Top of Provided passage

Academic Engaged Time (AET) 


This outcome assesses the amount of time a student spends engaged in academic activities. In Walker et al. 

(1998) and Walker et al. (2009), academic engaged time (AET) was collected for each participant during 15-minute 
classroom observations according to procedures outlined in Stage 3 of the Systematic Screening for Behavior 
Disorders (SSBD) protocol. The SSBD is a nationally normed, multistage assessment approach developed by 
Walker and Severson (1990). 11 AET observations measured how often the child was (a) attending to the teacher, 

(b) making appropriate motor responses (e.g., following directions), (c) asking for assistance in an appropriate 
manner, (d) cooperating with others, and (e) being appropriately involved in teacher-assigned tasks and activities. A 
stopwatch was allowed to run as long as the child was academically engaged and stopped whenever he or she was 
not engaged during the observation period. The time on the stopwatch was divided by the amount of time observed 
and then multiplied by 100 to derive an AET percentage score (as cited in Walker et al., 1998).

Bottom of Provided passage

• [Parts of the exercise]:
#1 Decide whether each statement agrees with the passage on academic engaged time, answering yes or no and quoting the deciding words: (a) AET was collected during 15-minute classroom observations; (b) the SSBD was developed by Walker et al. (2009); (c) the stopwatch ran only while the child was academically engaged.
#2 From the passage on academic engaged time, return the portion that begins at the words "(b) making appropriate" and stops after the words "et al., 1998).".
#3 Write the next part of the passage on academic engaged time, starting after its final sentence.
You can do this work without the records.

Top of Entries provided

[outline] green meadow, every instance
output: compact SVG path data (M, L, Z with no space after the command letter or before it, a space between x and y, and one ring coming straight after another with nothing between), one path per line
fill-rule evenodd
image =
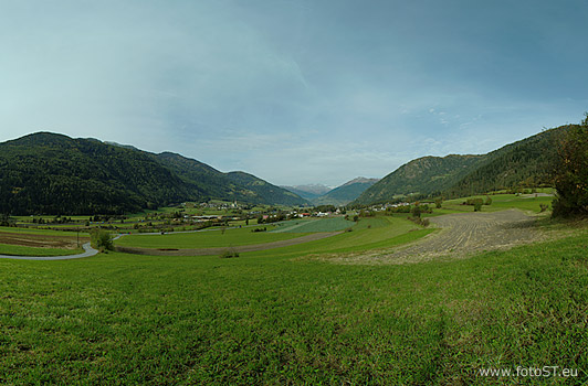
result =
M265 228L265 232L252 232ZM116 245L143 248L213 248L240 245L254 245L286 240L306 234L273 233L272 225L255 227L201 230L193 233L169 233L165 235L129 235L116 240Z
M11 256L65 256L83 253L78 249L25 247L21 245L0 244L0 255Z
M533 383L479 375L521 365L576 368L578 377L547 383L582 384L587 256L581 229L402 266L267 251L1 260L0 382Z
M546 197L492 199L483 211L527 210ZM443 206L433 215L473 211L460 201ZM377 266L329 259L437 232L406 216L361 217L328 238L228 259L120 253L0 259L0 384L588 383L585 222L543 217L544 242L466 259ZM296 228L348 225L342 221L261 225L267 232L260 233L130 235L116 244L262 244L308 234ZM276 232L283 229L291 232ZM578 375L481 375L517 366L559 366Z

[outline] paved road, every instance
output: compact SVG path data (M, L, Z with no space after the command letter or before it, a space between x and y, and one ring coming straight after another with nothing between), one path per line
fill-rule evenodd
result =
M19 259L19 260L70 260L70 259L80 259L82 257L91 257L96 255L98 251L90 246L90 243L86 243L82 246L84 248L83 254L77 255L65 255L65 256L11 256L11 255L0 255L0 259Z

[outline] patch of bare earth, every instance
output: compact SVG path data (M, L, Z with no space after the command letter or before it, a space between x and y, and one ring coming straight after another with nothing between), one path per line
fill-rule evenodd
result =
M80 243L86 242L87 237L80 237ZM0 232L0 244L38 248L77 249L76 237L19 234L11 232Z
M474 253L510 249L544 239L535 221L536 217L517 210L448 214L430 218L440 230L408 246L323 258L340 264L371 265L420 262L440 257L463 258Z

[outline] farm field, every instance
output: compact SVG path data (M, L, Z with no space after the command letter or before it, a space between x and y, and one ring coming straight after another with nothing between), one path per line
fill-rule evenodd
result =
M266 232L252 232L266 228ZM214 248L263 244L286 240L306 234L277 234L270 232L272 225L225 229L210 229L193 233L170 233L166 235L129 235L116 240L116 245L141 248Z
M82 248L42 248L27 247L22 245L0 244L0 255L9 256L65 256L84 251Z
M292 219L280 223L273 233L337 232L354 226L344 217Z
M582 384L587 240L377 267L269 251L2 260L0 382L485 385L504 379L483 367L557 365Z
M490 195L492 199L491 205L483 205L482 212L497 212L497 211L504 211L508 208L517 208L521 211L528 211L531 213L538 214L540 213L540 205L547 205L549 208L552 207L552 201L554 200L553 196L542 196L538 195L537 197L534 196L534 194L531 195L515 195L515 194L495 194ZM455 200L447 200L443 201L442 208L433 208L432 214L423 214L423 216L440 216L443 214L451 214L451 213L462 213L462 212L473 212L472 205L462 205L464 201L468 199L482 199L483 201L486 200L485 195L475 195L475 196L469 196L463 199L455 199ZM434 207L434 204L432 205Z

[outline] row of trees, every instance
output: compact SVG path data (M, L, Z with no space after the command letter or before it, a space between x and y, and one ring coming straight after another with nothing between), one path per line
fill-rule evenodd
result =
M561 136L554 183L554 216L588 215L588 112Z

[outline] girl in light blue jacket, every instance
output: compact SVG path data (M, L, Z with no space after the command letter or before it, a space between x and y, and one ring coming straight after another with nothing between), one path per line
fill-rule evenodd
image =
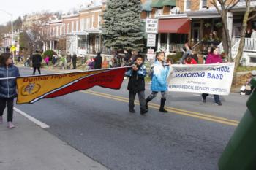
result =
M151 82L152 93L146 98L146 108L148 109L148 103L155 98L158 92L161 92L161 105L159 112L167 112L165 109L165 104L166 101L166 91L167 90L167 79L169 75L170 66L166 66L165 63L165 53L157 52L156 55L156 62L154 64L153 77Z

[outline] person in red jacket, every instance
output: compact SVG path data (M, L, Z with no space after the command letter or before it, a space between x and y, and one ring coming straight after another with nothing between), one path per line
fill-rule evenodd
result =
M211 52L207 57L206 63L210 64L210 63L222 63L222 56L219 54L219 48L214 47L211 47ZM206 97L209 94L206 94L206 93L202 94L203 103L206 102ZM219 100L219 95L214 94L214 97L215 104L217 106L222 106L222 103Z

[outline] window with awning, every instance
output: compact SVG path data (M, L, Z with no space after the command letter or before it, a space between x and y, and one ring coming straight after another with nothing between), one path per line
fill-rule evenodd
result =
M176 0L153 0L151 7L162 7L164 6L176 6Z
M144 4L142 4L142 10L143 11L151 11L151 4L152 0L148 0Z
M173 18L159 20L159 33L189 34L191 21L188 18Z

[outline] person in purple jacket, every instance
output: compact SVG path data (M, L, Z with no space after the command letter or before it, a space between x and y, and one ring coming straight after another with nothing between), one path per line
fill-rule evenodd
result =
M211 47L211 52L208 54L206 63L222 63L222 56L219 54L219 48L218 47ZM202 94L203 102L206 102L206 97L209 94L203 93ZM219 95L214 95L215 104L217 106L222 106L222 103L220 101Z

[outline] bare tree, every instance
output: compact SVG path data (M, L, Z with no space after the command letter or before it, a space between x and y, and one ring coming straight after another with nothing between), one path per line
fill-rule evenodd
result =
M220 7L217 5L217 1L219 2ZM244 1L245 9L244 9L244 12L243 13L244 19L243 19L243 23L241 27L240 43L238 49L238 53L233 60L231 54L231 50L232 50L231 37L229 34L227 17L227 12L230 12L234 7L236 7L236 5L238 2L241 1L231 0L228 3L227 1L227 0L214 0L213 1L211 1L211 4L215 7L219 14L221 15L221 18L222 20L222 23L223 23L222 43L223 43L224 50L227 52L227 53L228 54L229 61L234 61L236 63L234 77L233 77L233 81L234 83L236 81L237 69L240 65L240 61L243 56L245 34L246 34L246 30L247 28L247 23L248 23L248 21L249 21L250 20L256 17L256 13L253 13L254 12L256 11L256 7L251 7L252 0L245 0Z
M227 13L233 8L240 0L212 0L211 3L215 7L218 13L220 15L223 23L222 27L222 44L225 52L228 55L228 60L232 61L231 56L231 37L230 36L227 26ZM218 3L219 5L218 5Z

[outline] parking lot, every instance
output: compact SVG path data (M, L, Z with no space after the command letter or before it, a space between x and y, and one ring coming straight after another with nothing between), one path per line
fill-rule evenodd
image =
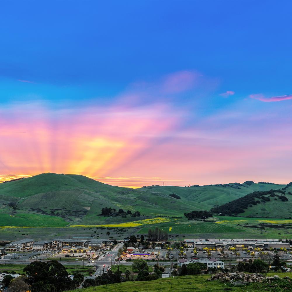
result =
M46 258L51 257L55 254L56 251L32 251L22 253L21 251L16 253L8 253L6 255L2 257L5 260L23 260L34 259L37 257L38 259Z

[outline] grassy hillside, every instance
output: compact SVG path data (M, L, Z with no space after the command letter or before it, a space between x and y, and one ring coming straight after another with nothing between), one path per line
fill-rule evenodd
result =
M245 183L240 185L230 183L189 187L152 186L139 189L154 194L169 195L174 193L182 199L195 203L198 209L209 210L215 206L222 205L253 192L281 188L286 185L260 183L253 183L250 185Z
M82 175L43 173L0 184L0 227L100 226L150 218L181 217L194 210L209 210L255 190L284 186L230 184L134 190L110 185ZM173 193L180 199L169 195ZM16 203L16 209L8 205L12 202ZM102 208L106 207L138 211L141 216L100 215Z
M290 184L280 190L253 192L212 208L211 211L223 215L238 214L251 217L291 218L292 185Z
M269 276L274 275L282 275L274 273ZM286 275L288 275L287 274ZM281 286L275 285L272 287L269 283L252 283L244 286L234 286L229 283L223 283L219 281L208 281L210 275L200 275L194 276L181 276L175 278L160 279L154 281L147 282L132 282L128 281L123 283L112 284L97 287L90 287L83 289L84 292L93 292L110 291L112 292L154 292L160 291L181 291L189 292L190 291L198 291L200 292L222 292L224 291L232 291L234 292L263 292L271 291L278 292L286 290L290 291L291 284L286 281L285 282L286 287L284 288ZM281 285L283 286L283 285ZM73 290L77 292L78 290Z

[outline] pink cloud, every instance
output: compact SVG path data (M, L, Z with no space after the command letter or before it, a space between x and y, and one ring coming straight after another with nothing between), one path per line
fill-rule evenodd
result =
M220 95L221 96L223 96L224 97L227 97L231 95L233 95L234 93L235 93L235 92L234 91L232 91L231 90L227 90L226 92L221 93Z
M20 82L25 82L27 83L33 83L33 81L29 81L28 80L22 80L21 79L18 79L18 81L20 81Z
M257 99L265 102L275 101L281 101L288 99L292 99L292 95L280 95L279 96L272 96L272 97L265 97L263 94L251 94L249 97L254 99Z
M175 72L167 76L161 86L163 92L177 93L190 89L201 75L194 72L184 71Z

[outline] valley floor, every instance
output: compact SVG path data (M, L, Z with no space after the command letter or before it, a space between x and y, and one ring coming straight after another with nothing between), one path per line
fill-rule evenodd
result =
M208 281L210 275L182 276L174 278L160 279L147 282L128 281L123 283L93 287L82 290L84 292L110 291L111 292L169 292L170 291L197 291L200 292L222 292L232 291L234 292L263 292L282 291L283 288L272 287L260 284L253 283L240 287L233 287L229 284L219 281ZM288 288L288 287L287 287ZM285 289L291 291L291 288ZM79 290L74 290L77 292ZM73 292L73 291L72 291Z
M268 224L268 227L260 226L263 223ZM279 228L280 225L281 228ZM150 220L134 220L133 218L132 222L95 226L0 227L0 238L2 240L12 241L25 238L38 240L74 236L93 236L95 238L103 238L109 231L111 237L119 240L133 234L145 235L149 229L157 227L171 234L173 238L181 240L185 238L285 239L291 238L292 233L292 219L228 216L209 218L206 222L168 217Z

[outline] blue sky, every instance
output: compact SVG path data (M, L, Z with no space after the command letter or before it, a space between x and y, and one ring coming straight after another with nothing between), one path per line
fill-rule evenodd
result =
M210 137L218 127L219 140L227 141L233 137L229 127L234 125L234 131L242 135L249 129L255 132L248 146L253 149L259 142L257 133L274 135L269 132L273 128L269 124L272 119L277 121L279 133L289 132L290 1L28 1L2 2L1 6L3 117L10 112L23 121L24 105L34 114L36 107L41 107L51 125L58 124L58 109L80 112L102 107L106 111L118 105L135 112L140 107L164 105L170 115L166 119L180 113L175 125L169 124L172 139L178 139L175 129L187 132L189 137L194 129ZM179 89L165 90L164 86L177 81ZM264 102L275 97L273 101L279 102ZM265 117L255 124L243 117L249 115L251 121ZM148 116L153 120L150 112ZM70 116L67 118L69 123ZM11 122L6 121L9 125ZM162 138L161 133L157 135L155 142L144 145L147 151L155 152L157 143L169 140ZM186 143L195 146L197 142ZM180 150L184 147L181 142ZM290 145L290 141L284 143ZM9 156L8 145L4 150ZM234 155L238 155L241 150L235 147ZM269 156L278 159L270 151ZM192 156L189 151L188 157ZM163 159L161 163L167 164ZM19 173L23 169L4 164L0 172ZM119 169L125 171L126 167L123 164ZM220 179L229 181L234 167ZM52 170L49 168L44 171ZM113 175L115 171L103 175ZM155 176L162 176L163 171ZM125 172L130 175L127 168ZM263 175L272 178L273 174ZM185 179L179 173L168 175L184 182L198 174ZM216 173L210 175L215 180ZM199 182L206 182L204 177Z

Bottom of Entries provided

• [Results for each task]:
#1
(a) Yes: "academic engaged time (AET) was collected for each participant during 15-minute classroom observations"
(b) No: "developed by Walker and Severson (1990)"
(c) Yes: "A stopwatch was allowed to run as long as the child was academically engaged and stopped whenever he or she was not engaged during the observation period"

#2
(b) making appropriate motor responses (e.g., following directions), (c) asking for assistance in an appropriate 
manner, (d) cooperating with others, and (e) being appropriately involved in teacher-assigned tasks and activities. A 
stopwatch was allowed to run as long as the child was academically engaged and stopped whenever he or she was 
not engaged during the observation period. The time on the stopwatch was divided by the amount of time observed 
and then multiplied by 100 to derive an AET percentage score (as cited in Walker et al., 1998).

#3
Child Behavior Checklist Teacher Report 
Forms (CBCL-TRF): Aggression Subscale 


The Child Behavior Checklist (CBCL) is a nationally normed measure, developed by Achenbach (1991). 12 The 
Teacher Report Form (TRF), in conjunction with the CBCL, is one component of the Achenbach System of 
Empirically Based Assessment (ASEBA). The Aggression Subscale consists of 33 items on which teachers can 
rate a child’s aggressive problem behaviors (as cited in Walker et al., 1998). 


Early Screening Project (ESP): Adaptive 
Behavior Subscale 


This is a multi-method screening procedure that integrates teacher ratings and behavioral observations. It was 
designed by Walker, Severson, and Feil (1995) 13 and is described as a downward extension and adaptation of 
the SSBD. This subscale consists of eight items that measure teachers’ ratings of adaptive behaviors (as cited 
in Walker et at, 1998). 


Early Screening Project (ESP): 
Maladaptive Behavior Subscale 


This is a multi-method screening procedure that integrates teacher ratings and behavioral observations. It was 
designed by Walker et al. (1995) 13 and is described as a downward extension and adaptation of the SSBD. 

This subscale consists of nine items that measure teachers’ ratings of maladaptive behaviors (as cited in Walker 
et al., 1998).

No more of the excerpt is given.